Work to do: Quote the data below in full, please, without altering anything.

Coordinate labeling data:

═══

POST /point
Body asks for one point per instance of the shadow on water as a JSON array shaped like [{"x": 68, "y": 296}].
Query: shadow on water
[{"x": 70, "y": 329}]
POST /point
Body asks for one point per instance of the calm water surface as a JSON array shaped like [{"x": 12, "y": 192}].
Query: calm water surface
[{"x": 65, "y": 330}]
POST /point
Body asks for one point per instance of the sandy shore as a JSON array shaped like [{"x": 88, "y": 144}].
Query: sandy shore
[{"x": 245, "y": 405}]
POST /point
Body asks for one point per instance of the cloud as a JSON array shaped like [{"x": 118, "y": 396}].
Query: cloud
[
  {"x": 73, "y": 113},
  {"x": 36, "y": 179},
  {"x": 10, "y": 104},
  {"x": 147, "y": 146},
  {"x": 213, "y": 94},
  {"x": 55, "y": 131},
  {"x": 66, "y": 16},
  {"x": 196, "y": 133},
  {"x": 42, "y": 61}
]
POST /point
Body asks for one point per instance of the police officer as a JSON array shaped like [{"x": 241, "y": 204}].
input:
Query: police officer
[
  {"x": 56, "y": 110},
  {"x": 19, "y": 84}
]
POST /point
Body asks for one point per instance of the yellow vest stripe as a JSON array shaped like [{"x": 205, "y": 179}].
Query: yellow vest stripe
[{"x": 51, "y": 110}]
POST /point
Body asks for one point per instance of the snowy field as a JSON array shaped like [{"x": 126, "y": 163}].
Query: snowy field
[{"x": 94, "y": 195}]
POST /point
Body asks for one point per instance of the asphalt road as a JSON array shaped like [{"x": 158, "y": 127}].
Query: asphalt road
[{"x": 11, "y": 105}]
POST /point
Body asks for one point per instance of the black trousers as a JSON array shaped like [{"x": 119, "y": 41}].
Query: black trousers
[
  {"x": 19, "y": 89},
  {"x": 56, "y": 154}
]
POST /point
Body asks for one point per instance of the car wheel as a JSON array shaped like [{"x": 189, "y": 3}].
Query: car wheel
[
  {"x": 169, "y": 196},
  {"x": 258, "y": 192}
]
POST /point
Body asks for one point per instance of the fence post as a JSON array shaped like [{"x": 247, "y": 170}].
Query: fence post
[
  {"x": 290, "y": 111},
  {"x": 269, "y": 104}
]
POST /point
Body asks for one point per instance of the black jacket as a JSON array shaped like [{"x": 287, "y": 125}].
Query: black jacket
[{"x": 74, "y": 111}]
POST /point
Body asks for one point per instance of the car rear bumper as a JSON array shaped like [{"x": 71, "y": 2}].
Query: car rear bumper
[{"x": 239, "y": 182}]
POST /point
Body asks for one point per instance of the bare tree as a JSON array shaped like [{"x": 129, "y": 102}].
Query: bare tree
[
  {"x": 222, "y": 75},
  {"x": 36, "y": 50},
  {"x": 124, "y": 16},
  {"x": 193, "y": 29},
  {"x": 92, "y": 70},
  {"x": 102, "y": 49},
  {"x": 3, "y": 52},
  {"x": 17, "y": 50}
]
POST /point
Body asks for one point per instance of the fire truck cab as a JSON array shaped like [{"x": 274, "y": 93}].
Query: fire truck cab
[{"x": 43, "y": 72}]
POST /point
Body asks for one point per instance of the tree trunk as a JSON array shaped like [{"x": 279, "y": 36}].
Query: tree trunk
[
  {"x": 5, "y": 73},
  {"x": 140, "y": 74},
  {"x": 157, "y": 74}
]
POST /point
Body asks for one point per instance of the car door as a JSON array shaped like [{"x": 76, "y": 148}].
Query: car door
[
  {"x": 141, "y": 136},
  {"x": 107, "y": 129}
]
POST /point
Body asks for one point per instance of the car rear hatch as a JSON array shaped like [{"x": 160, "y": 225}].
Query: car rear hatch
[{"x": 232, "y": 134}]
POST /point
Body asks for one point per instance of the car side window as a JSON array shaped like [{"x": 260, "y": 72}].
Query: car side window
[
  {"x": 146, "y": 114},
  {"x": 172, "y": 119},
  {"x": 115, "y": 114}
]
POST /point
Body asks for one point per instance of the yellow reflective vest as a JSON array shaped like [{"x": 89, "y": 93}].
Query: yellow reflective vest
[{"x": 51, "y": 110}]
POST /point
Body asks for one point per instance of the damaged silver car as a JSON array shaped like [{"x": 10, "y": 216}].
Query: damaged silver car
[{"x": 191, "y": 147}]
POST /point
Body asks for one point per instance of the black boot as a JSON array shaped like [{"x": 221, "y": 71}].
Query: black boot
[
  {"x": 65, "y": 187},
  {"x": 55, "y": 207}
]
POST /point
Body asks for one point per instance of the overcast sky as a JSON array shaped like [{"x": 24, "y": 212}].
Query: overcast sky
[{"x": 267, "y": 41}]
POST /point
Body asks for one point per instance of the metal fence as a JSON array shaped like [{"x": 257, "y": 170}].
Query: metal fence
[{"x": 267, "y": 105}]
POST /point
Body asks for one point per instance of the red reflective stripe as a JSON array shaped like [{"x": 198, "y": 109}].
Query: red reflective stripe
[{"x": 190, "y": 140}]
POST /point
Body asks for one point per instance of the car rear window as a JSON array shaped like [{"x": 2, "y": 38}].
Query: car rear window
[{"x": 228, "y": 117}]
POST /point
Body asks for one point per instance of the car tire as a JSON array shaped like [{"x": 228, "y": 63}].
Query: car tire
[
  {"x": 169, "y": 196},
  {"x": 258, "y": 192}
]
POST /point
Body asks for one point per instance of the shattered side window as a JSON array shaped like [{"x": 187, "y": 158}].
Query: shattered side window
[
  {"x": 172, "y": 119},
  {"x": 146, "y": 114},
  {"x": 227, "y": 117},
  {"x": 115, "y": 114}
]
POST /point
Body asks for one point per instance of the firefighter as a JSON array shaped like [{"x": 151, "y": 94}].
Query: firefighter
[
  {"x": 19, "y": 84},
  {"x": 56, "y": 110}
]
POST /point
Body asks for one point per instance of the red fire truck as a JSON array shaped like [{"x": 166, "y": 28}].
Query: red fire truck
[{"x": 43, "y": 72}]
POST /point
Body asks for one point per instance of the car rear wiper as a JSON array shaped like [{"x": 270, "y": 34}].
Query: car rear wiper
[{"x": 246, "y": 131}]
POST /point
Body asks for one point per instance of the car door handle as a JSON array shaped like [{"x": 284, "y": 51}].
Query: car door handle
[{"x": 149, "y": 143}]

═══

Expected answer:
POST /point
Body asks for one point per instance of the shadow on water as a JSON array shaped like [{"x": 68, "y": 296}].
Query: shadow on water
[{"x": 70, "y": 329}]
POST /point
Body asks for one point per instance of the calm water surface as a JSON array shaped like [{"x": 12, "y": 192}].
Query: calm water surface
[{"x": 65, "y": 330}]
POST /point
Body asks for one point per instance of the sandy shore as a JSON array shaped like [{"x": 88, "y": 144}].
Query: sandy shore
[{"x": 245, "y": 405}]
POST /point
Body asks for one point per instance of the cloud as a JSON array shaped like [{"x": 118, "y": 396}].
Query: cloud
[
  {"x": 73, "y": 113},
  {"x": 36, "y": 179},
  {"x": 10, "y": 104},
  {"x": 147, "y": 146},
  {"x": 213, "y": 94},
  {"x": 55, "y": 131},
  {"x": 66, "y": 16},
  {"x": 196, "y": 133},
  {"x": 42, "y": 61}
]
POST /point
Body asks for one point per instance of the police officer as a JSON array shaped like [{"x": 241, "y": 204}].
input:
Query: police officer
[
  {"x": 56, "y": 110},
  {"x": 19, "y": 84}
]
POST /point
Body asks for one point per instance of the yellow vest stripe as a JSON array shaped like [{"x": 205, "y": 179}].
Query: yellow vest stripe
[{"x": 51, "y": 110}]
POST /point
Body asks for one point per instance of the snowy field as a JSON array shaped like [{"x": 126, "y": 163}].
Query: snowy field
[{"x": 94, "y": 195}]
POST /point
Body asks for one point per instance of the asphalt road as a JSON array shaped like [{"x": 158, "y": 127}].
Query: asphalt road
[{"x": 11, "y": 105}]
POST /point
Body asks for one point per instance of the black trousers as a JSON array shaped like [{"x": 119, "y": 41}].
Query: black trousers
[
  {"x": 19, "y": 89},
  {"x": 56, "y": 154}
]
POST /point
Body asks for one point per instance of the car wheel as a JSON array shaped like [{"x": 189, "y": 3}].
Query: car wheel
[
  {"x": 169, "y": 196},
  {"x": 258, "y": 192}
]
POST /point
Body asks for one point per instance of the fence post as a JSON array shaped like [{"x": 247, "y": 170}].
Query: fence post
[
  {"x": 290, "y": 111},
  {"x": 269, "y": 104}
]
POST /point
Body asks for one point per instance of the black jacket as a JSON array shaped like [{"x": 287, "y": 125}].
Query: black jacket
[{"x": 74, "y": 111}]
POST /point
Body asks for one point per instance of the car rear bumper as a JSON array shaped like [{"x": 71, "y": 2}].
Query: car rear bumper
[{"x": 239, "y": 182}]
POST /point
Body asks for one point per instance of the bare tree as a JSON array shaped like [{"x": 129, "y": 102}].
Query: bare tree
[
  {"x": 222, "y": 75},
  {"x": 36, "y": 50},
  {"x": 124, "y": 16},
  {"x": 193, "y": 29},
  {"x": 92, "y": 70},
  {"x": 102, "y": 49},
  {"x": 3, "y": 52},
  {"x": 17, "y": 50}
]
POST /point
Body asks for one point per instance of the fire truck cab as a JSON array shaped like [{"x": 274, "y": 93}].
Query: fire truck cab
[{"x": 43, "y": 72}]
POST /point
Body asks for one point per instance of the tree trunk as a JSON array shaped like [{"x": 279, "y": 36}].
Query: tree trunk
[
  {"x": 5, "y": 73},
  {"x": 140, "y": 74},
  {"x": 157, "y": 74}
]
POST /point
Body asks for one point per instance of the car door as a JSON array shaped like [{"x": 76, "y": 148}].
Query: car door
[
  {"x": 141, "y": 136},
  {"x": 107, "y": 129}
]
POST /point
Body asks for one point per instance of the car rear hatch as a JSON array shaped like [{"x": 160, "y": 225}].
Query: car rear hatch
[{"x": 232, "y": 134}]
POST /point
Body asks for one point per instance of the car side window as a JSON array shaped like [{"x": 260, "y": 72}].
Query: car side window
[
  {"x": 146, "y": 114},
  {"x": 172, "y": 119},
  {"x": 115, "y": 114}
]
POST /point
Body asks for one point per instance of the yellow reflective vest as a JSON array shaped like [{"x": 89, "y": 93}].
Query: yellow reflective vest
[{"x": 51, "y": 110}]
POST /point
Body asks for one point per instance of the damaged silver car as a JSON array shaped like [{"x": 10, "y": 216}].
Query: damaged silver car
[{"x": 191, "y": 147}]
POST /point
Body asks for one point per instance of the black boot as a JSON array shaped like [{"x": 221, "y": 71}].
Query: black boot
[
  {"x": 65, "y": 187},
  {"x": 55, "y": 207}
]
POST /point
Body asks for one point per instance of the overcast sky as a JSON array shaped like [{"x": 24, "y": 212}].
Query: overcast sky
[{"x": 267, "y": 41}]
POST /point
Body asks for one point per instance of the metal fence as a JSON array shaped like [{"x": 257, "y": 170}].
Query: metal fence
[{"x": 267, "y": 105}]
POST /point
Body asks for one point per instance of the red reflective stripe as a JSON array shaped like [{"x": 198, "y": 109}].
Query: red reflective stripe
[{"x": 190, "y": 140}]
POST /point
Body asks for one point per instance of the car rear window as a JSON array shaped like [{"x": 2, "y": 38}].
Query: car rear window
[{"x": 228, "y": 117}]
POST /point
Body asks for one point per instance of the car tire as a JSON array shaped like [{"x": 228, "y": 63}].
Query: car tire
[
  {"x": 169, "y": 196},
  {"x": 258, "y": 192}
]
POST /point
Body asks for one point per instance of the shattered side window as a JSON array shaped like [{"x": 187, "y": 158}].
Query: shattered side window
[
  {"x": 172, "y": 119},
  {"x": 146, "y": 114},
  {"x": 227, "y": 117},
  {"x": 115, "y": 114}
]
POST /point
Body asks for one point per instance of the firefighter as a JSON array shaped like [{"x": 151, "y": 94}].
Query: firefighter
[
  {"x": 19, "y": 84},
  {"x": 56, "y": 110}
]
POST /point
Body asks for one point per instance of the red fire truck as a JSON array shaped like [{"x": 166, "y": 28}].
Query: red fire truck
[{"x": 43, "y": 72}]
POST /point
Body asks for one point per instance of the car rear wiper as a JSON array shaped like [{"x": 270, "y": 34}].
Query: car rear wiper
[{"x": 246, "y": 131}]
POST /point
Body asks for one point per instance of the car door handle as a JSON array shaped like [{"x": 284, "y": 51}].
Query: car door handle
[{"x": 149, "y": 143}]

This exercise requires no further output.